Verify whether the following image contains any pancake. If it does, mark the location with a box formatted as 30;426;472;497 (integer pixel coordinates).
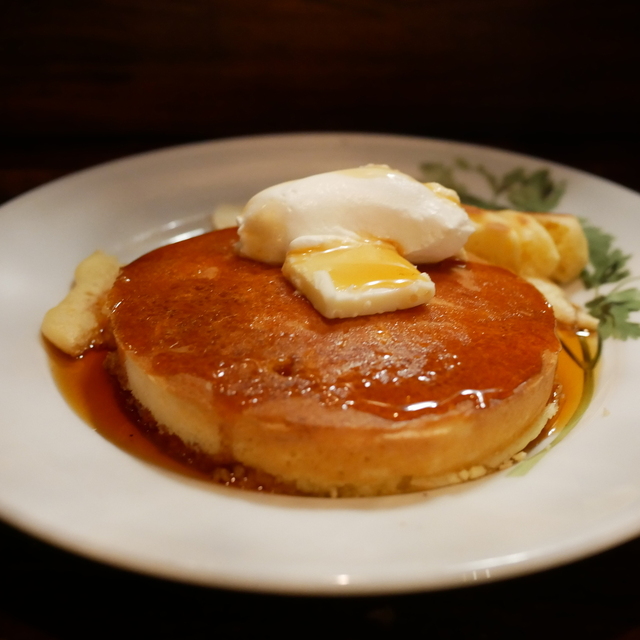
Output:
107;229;560;496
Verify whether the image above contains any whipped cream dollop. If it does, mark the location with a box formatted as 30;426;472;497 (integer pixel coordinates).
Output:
238;165;474;264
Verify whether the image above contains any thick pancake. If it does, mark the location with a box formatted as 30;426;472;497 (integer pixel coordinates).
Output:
108;230;560;495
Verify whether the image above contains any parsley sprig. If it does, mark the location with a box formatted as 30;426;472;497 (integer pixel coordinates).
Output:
420;158;566;212
580;220;640;340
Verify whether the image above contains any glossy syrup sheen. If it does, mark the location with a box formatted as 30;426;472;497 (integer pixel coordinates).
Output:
47;332;584;493
110;230;559;420
290;242;420;290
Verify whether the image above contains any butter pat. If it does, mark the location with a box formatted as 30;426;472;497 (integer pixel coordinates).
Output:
237;165;475;318
282;238;435;318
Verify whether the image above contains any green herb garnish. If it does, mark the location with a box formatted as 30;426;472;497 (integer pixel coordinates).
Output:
580;220;640;340
580;219;631;289
420;158;566;212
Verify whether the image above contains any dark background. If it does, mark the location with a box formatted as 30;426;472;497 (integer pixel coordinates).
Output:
0;0;640;640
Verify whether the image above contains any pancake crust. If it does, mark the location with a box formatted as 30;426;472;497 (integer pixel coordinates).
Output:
108;229;560;495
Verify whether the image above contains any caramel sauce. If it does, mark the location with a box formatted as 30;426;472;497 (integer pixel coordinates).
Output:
46;330;596;495
44;340;299;495
290;242;420;289
109;229;560;420
49;230;600;493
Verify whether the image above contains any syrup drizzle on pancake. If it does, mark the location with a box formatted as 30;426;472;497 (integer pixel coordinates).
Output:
110;229;559;421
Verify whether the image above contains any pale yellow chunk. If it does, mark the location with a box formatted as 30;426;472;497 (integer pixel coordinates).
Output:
465;210;560;278
532;213;589;283
282;242;435;318
42;251;120;356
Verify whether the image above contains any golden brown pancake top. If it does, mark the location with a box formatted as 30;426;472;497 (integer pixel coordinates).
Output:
109;229;559;420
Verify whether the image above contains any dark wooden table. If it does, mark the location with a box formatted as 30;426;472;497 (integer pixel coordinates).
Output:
0;138;640;640
0;0;640;640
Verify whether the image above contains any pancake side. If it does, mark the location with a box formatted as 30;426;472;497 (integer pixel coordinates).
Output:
108;230;560;495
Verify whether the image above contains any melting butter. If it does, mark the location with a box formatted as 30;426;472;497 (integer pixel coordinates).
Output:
282;241;435;318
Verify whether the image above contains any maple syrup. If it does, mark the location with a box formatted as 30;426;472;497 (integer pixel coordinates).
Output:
45;330;598;494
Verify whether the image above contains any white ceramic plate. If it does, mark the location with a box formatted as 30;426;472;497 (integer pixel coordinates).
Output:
0;135;640;594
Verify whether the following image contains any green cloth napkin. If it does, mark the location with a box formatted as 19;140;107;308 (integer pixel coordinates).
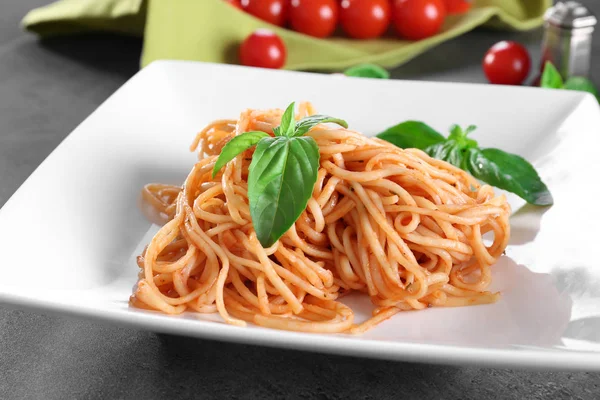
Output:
23;0;552;70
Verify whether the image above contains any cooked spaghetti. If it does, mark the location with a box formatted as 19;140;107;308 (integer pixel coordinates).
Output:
130;103;510;333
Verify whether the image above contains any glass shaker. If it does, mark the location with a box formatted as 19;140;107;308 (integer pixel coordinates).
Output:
541;1;597;80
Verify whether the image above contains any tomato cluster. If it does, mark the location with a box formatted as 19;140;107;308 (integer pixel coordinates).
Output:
230;0;471;40
234;0;471;68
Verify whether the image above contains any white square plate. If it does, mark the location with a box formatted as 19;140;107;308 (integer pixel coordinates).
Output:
0;62;600;370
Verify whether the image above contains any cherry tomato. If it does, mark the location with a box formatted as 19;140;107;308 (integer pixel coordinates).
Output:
444;0;473;14
340;0;390;39
483;41;531;85
241;0;287;26
393;0;446;40
225;0;242;10
289;0;338;38
240;29;286;69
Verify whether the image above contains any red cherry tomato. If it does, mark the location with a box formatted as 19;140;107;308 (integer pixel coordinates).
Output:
444;0;473;14
289;0;338;38
241;0;287;26
340;0;390;39
393;0;446;40
225;0;242;10
240;29;286;69
483;41;531;85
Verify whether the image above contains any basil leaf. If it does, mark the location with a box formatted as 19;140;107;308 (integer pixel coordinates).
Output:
540;61;563;89
564;76;598;99
448;124;466;140
467;148;554;206
344;64;390;79
248;136;319;247
425;140;465;168
294;115;348;136
273;103;296;137
213;131;269;178
377;121;446;150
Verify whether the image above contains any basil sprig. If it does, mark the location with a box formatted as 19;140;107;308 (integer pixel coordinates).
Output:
213;103;348;247
377;121;553;206
540;61;600;102
344;63;390;79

* * * * * * *

Print again the material above, limited to the lines from the one holding "Verify whether the image above contains any glass" through the last, inclusive.

Verify whether the image above contains any glass shaker. If it does, mark the location with a box formatted as 19;140;107;308 (integer pixel coordinates).
Output:
541;1;597;80
Verify whether the image above contains any tomato cluster. If it does, mark the location with a box formatted as 19;140;107;308 (integer pixel coordinates).
Output:
230;0;471;40
234;0;471;68
Verify whether the image above contains any white square plate. If it does, mark the location with a box formatted as 19;140;107;308 (integer pixel coordinates).
Output:
0;62;600;370
Verify whether the image above contains any cherry tomato. If it does, mark the location with a box formatted as 19;140;107;308 (integer pixel coordinates).
Output:
444;0;473;14
340;0;390;39
483;41;531;85
241;0;287;26
393;0;446;40
225;0;242;10
289;0;338;38
240;29;286;69
Verify whether the image above contains any red cherry tomato. If it does, mark the location with a box formatted as 19;140;107;308 (integer pixel coordinates).
Output:
444;0;473;14
289;0;338;38
241;0;287;26
340;0;390;39
393;0;446;40
225;0;242;10
240;29;286;69
483;41;531;85
Verify whether the image above contains any basil leaf. If it does, mark the location with a box formatted as 19;140;107;308 (integer pixel coordinates).
Output:
540;61;563;89
564;76;598;99
448;124;466;140
467;148;554;206
344;64;390;79
248;136;319;247
425;140;465;168
294;115;348;136
273;103;296;137
213;131;269;178
377;121;446;150
Verify whether the image above contains any basil sprig. If it does, mark the location with a box formatted as 19;140;107;308 (integer pixel coordinates).
Output:
213;103;348;247
377;121;553;206
540;61;600;102
344;63;390;79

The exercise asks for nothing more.